* [SOURCE DATA]
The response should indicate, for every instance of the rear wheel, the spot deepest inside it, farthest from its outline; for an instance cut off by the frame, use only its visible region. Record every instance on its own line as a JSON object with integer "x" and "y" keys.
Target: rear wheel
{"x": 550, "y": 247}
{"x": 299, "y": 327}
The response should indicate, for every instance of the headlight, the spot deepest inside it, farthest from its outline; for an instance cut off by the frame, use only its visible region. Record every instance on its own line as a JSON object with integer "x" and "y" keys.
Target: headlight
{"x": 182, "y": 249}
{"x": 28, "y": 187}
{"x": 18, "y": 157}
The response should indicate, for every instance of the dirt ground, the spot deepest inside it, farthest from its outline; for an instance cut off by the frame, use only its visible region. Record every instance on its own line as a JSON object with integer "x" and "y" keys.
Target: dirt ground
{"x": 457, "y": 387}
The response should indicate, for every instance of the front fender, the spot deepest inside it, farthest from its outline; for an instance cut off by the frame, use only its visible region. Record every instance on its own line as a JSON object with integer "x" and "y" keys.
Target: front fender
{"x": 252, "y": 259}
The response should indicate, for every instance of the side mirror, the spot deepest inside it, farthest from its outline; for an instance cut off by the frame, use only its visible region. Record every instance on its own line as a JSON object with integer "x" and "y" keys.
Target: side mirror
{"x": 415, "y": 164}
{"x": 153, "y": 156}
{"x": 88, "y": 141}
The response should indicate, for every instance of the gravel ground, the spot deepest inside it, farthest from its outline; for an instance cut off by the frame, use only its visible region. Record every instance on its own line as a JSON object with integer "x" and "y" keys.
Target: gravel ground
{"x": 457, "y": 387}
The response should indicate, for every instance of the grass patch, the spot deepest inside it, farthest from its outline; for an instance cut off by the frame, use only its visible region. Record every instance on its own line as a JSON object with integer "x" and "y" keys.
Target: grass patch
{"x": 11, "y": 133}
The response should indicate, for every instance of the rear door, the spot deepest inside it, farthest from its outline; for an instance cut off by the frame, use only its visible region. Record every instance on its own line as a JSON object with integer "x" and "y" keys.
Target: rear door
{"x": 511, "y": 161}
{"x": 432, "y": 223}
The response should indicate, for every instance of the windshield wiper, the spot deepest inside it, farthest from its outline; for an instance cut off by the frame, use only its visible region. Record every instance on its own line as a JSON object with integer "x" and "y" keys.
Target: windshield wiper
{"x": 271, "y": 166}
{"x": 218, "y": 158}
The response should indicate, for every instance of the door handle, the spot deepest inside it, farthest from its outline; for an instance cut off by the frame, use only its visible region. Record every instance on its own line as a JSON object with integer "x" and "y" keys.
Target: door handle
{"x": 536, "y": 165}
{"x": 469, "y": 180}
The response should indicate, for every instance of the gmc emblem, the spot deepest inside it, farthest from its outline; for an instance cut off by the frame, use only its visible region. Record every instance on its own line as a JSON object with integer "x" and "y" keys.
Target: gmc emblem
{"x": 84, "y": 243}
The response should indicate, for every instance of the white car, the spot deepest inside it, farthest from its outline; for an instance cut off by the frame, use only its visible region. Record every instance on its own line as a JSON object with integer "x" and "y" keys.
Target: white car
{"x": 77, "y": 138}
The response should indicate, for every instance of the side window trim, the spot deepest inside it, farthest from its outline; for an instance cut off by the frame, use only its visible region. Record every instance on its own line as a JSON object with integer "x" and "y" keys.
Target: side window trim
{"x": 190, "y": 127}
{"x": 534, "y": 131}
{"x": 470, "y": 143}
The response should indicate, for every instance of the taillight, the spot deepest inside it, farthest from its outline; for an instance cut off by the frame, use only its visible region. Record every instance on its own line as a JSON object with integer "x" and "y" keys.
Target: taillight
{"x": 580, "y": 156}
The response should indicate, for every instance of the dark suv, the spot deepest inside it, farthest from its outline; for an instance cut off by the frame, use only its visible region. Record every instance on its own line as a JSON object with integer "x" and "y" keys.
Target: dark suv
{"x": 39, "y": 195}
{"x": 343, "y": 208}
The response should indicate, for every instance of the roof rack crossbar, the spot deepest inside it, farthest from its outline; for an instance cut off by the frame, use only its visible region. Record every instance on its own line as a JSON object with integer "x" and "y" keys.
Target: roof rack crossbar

* [EXERCISE DESCRIPTION]
Please, from the entries above, set down exactly the lines from the one containing "Target: gravel ground" through the one containing "rear door, the", and only those.

* [EXPECTED OUTPUT]
Target: gravel ground
{"x": 457, "y": 387}
The response should indicate, for every instance of the grass patch, the spot deepest inside it, farthest from its outline; for an instance cut off by the frame, use only its visible region. Record every instance on its own line as a JSON object with integer "x" and "y" keys.
Target: grass patch
{"x": 11, "y": 133}
The response should indicate, for every instance of the rear door, the spot deepest inside it, farthest from its outline; for an instance cut off by the frame, use only its visible region. Record every instance on its own line as a JSON object with integer "x" and "y" keys.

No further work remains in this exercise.